- _EXERCISE REQUIREMENTS_: When you reach the line containing "Can you find the white t-shirt" in the entries below, please begin setting down lines exactly, stop only after the last one, and add nothing else.

- _RECORDS TO PROCESS_:
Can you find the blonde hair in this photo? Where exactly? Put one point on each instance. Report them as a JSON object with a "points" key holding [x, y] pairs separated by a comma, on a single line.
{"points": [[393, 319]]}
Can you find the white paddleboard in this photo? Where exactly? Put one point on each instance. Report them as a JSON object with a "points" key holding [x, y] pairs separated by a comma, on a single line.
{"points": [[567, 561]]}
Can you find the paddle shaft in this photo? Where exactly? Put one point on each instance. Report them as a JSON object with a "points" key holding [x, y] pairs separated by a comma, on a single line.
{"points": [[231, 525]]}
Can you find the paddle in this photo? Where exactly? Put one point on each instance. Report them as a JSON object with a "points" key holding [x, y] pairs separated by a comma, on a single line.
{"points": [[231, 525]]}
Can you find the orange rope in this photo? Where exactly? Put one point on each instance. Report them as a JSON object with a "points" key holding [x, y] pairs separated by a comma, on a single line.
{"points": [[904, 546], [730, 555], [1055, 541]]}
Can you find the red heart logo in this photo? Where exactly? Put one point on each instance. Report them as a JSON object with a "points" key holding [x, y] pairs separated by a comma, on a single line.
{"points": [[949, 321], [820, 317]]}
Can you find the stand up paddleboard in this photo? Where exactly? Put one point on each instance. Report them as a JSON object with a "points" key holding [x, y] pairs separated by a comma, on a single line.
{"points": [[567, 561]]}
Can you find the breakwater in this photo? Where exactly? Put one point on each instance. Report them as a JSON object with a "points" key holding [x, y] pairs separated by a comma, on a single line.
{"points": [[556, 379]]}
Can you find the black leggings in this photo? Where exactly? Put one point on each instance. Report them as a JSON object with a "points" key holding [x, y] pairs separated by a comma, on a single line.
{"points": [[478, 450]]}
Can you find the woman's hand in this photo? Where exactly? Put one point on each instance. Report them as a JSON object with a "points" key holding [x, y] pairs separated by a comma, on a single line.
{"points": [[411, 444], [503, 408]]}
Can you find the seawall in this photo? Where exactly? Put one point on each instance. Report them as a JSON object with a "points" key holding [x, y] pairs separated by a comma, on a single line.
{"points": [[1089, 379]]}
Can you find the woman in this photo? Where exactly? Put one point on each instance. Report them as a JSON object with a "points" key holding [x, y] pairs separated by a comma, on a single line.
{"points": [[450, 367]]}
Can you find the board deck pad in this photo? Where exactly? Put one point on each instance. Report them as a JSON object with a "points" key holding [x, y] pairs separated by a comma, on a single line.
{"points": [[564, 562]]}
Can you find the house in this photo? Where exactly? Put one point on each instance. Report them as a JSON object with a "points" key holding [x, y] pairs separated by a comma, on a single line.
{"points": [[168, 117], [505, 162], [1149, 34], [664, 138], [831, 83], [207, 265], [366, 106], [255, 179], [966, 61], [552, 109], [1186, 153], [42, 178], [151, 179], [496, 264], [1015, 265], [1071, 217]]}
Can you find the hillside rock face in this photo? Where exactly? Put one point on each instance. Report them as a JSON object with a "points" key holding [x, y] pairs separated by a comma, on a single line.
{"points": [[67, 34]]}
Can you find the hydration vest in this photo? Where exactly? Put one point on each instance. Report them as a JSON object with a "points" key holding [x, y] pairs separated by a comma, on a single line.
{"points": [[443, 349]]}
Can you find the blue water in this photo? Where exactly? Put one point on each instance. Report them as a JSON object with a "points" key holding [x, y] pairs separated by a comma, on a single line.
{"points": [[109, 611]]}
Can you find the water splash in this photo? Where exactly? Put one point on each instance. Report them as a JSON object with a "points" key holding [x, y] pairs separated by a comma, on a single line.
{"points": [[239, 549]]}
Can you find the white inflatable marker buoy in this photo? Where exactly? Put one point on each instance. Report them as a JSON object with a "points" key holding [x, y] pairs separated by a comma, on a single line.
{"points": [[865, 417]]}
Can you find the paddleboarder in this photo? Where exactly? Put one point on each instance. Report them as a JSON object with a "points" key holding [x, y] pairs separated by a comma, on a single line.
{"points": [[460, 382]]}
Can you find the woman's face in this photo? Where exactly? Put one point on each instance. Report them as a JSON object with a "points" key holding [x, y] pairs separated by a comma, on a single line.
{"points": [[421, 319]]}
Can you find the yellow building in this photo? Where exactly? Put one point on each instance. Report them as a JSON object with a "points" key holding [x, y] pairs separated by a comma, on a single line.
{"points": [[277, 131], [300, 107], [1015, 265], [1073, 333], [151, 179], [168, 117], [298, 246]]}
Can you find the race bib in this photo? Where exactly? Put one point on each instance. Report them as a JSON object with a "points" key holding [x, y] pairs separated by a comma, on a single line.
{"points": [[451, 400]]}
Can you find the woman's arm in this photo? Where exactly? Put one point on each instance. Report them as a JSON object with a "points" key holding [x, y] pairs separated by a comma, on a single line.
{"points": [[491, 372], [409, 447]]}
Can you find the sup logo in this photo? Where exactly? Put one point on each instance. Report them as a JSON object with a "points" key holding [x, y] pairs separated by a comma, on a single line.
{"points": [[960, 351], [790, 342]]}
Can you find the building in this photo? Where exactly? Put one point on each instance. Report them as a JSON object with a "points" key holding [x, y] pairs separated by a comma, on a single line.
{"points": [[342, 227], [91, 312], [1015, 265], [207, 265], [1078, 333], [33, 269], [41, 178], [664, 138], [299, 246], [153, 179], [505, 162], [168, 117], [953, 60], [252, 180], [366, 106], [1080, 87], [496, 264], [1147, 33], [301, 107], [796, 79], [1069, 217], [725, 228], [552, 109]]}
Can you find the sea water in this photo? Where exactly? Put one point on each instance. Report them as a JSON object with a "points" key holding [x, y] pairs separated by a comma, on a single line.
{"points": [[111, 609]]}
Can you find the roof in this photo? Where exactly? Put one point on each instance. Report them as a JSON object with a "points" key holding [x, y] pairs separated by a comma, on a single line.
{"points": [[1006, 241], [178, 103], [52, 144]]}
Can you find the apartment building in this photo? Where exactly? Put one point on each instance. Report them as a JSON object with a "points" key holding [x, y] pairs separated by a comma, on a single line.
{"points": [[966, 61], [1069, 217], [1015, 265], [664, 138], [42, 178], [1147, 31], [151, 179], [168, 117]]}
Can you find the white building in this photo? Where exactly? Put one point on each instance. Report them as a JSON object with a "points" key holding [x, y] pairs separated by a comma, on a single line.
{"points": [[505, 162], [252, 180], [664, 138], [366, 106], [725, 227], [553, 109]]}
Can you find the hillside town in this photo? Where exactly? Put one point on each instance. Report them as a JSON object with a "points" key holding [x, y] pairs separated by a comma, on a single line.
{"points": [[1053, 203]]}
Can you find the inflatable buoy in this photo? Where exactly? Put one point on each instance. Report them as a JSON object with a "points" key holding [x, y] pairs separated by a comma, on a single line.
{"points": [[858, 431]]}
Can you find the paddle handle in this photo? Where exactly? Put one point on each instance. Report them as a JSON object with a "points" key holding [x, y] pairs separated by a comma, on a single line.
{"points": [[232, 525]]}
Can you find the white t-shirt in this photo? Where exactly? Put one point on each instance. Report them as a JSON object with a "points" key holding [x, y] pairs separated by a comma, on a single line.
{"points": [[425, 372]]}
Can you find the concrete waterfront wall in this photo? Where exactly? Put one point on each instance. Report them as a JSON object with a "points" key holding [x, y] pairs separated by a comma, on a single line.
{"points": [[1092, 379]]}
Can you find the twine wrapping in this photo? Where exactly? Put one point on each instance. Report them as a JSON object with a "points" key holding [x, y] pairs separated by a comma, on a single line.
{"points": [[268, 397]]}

- _SOLUTION TO THIS EXERCISE_:
Can you find the white t-shirt in this photo? Where exactly? Put one point on each instance. Report them as a JSON object with a "points" key holding [x, y] pairs separated by a comma, on a single line.
{"points": [[425, 372]]}
Can you find the concrete waterfront wall in this photo? Where exactly? Put one point on each instance. Report them as a JSON object with a "points" key holding [x, y] pairs separated by a comma, on a single line.
{"points": [[1092, 379]]}
Can you find the twine wrapping in this photo? Where exactly? Put one point on each instance. Report them as a JSON object with a "points" key holding [x, y] pairs separated by a comma, on a single line.
{"points": [[268, 397]]}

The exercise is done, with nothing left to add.